What you need to do
Count the lines in the entries below that contain the string "Each", matching case exactly. Reply with the number alone.

Data
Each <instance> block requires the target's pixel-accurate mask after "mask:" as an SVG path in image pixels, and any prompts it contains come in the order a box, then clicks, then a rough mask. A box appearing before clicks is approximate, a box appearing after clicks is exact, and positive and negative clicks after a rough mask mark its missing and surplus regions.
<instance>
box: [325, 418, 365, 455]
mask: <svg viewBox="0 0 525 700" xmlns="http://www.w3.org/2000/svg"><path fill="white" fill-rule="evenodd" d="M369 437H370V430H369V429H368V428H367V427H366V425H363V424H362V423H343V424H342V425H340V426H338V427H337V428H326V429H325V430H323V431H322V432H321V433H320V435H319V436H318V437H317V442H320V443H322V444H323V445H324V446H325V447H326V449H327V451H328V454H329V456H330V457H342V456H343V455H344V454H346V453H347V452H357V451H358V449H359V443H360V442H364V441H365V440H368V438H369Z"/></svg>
* * *
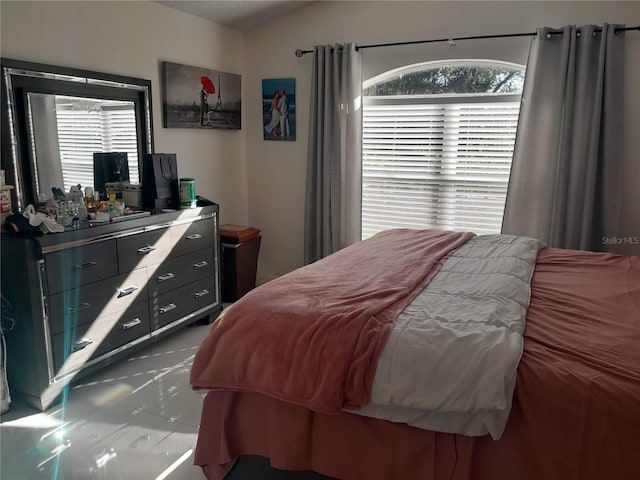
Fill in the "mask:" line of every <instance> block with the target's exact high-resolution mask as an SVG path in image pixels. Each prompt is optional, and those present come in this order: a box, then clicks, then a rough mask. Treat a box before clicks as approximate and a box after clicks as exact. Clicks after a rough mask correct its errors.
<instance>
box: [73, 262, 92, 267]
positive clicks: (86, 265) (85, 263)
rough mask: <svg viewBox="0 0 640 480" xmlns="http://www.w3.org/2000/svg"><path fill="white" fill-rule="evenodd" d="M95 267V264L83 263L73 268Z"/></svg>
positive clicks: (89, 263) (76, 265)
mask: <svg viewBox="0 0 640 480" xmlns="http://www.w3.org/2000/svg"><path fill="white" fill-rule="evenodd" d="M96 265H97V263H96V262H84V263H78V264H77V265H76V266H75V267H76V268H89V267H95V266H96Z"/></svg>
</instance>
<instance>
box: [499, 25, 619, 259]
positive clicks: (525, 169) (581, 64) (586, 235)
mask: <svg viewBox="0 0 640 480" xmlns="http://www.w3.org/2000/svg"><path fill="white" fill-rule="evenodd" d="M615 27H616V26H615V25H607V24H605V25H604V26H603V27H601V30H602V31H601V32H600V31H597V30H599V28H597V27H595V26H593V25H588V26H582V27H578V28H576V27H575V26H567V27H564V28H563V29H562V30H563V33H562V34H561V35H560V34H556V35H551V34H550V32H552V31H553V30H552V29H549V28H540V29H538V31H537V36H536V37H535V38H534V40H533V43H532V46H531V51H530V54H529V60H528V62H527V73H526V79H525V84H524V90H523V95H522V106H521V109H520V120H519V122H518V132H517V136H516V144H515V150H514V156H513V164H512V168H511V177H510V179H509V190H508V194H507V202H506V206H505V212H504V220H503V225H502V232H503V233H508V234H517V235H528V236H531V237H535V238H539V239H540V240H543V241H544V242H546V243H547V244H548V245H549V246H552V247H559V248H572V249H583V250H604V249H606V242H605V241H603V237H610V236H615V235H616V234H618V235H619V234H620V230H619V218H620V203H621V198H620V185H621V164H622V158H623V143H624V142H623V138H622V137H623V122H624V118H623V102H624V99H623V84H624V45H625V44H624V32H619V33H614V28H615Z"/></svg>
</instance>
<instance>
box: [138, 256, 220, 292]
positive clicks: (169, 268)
...
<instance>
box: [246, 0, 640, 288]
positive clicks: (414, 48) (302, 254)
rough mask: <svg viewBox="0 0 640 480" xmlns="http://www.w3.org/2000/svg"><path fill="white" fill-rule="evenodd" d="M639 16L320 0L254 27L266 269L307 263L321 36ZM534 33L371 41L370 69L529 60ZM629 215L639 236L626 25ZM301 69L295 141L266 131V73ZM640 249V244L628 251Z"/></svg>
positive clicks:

Exercise response
2